» **PROVIDED TEXT**:
⁂

Sure. We just moved our build configuration documentation out of our on-site Confluence to plaintext markdown so we can have them in the event of a full network breach. Tomorrow's exercise is to discuss how to leverage those docs for an exhaustive rebuild of the company under the assumption that a full data breach has occurred and we can't trust the existing servers/ backup system.

Like I mentioned, it's sort of an "Armageddon", or worst case scenario. It's meant to help us identify issues with our docs, assist with order of operations, and it exposes any new hires to the full scope of all the moving pieces.

We already perform DR exercises, including testing our online backup restores, between production and DR sites, but this tabletop takes it further.

Hope that answers your question.


Wow, that's great to hear. I wish more companies would do this. I'm curious if you also made similar provisions for Git as did the Confluence stuff? I would love to see a writeups or blog post on these types of table top exercises as I feel most companies just run on IaaS/PaaS/SaaS and hope for the best.

⁂

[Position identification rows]
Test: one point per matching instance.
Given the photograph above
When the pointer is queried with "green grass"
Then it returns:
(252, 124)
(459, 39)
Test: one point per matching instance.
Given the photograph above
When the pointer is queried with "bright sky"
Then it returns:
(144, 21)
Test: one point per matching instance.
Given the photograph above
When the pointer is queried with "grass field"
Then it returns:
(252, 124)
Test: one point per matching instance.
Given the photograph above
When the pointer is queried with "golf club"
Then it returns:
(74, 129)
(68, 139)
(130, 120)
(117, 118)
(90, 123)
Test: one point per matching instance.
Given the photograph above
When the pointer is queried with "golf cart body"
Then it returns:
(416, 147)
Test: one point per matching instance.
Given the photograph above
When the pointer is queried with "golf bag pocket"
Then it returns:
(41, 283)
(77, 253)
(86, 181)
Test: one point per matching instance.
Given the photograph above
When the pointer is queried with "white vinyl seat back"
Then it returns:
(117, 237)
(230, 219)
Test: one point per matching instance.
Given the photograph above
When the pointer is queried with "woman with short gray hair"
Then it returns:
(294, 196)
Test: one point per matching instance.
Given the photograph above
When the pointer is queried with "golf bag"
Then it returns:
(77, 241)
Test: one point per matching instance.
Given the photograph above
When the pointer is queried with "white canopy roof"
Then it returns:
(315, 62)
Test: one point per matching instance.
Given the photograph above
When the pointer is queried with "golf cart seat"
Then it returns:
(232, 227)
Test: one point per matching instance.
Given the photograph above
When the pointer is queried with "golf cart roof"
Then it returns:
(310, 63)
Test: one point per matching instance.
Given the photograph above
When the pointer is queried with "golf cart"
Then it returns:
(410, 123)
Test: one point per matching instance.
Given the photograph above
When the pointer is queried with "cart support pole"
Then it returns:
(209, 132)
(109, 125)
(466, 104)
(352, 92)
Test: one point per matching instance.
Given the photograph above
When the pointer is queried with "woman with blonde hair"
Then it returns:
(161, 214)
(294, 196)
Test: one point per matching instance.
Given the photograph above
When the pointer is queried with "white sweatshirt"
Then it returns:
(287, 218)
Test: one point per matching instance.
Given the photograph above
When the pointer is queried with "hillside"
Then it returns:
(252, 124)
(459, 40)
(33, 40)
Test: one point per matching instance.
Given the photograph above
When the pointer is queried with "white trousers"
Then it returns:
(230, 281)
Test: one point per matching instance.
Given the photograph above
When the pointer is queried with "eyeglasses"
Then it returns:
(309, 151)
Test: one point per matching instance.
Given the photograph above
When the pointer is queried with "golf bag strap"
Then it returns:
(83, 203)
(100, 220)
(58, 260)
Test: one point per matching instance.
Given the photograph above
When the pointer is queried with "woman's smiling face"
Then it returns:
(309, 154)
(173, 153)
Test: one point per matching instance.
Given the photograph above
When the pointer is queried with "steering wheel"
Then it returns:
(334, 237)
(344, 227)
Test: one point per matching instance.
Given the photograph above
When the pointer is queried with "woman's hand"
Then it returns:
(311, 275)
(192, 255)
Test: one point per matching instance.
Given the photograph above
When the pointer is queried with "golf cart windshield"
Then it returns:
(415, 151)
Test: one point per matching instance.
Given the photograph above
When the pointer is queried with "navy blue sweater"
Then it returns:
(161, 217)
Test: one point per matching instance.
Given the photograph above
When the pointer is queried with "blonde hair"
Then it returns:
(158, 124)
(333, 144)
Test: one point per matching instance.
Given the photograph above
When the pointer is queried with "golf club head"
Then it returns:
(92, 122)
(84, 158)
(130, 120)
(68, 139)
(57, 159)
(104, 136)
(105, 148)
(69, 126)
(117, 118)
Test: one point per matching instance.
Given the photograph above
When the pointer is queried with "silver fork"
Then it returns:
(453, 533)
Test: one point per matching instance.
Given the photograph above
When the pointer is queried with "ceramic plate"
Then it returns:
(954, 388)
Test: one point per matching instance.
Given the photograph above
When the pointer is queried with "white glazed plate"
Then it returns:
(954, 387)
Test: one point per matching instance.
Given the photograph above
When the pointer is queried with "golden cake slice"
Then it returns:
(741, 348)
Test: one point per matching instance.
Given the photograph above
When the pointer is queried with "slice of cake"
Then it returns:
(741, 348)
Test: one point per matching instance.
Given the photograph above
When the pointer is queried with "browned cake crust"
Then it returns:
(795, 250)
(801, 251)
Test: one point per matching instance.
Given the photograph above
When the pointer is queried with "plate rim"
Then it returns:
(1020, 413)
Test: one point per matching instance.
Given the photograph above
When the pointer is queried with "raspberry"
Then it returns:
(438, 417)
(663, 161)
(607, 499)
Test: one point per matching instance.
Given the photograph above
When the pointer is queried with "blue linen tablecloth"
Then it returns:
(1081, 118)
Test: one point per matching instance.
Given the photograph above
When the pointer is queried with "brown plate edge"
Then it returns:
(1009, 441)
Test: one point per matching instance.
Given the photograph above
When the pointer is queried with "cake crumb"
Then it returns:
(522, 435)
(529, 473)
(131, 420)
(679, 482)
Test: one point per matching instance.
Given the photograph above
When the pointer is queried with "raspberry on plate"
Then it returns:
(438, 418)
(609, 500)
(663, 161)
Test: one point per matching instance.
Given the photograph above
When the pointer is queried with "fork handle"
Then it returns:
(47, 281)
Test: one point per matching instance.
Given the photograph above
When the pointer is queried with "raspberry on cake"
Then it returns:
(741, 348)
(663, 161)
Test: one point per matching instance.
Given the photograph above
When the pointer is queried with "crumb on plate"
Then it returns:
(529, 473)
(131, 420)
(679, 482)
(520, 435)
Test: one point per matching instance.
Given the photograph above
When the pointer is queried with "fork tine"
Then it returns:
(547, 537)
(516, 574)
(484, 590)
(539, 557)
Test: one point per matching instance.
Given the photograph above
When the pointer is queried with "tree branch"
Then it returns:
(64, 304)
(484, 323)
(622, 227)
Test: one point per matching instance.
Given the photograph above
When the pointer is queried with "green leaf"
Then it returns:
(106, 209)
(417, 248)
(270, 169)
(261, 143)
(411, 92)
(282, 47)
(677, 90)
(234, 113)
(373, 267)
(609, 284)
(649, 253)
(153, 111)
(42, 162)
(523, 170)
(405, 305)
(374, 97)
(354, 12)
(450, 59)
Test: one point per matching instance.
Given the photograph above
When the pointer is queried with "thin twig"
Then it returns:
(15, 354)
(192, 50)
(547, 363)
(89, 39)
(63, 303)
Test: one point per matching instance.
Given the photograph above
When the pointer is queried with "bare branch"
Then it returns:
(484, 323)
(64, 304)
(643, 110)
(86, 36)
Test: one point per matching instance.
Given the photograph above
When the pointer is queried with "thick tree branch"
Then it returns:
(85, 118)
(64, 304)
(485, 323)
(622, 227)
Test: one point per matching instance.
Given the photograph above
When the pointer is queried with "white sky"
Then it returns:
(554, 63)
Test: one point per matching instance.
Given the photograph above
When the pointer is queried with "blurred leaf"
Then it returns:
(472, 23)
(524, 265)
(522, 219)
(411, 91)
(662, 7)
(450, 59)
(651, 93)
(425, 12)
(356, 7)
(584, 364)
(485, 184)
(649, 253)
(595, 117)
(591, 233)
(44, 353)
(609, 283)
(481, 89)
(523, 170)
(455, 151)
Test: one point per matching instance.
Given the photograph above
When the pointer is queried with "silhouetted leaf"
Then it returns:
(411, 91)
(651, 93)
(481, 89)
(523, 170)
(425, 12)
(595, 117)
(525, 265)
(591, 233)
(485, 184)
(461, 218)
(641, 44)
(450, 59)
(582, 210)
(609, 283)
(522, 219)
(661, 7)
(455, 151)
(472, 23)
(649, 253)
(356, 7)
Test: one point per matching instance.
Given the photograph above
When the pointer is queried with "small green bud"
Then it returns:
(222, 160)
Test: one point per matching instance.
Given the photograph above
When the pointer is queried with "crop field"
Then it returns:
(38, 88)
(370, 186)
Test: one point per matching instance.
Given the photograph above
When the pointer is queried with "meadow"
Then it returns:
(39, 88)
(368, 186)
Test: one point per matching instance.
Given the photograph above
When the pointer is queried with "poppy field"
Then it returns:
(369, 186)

⁂

» **YOUR INSTRUCTIONS**: Continue the forum exchange about the disaster recovery tabletop exercise from the point where it stops.

» **ANSWER TO THIS TASK**:
Not OP, but at a previous company we were given access to a new AWS environment with nothing in it and were timed on how quickly we could get all of our services operational. Fleet teams went first, then networking, then T1 services (identity, platform, etc) and so on


So roughly how long did it take? I participated in table exercises of that sort and couldn’t convincingly get less than two weeks. And not two fun weeks.


I suppose it all depends on how much infra needs to be stood up for the absolute necessities of the business to operate. Does the company need that internal ticketing system in place to process external client transactions? Probably not, but it'll need it eventually (so maybe that moves to 2nd tier restore process?). My company's RTO is 24hrs to processing new client transactions. Restoring old ones will definitely take longer, but at least new ones can proceed.

If your own company's RTO is 2w, that sounds like a lot needs to be in place. Part of the business continuity/ disaster recovery is getting management to sign off on those types of numbers, big or small. Make sure they're realistic.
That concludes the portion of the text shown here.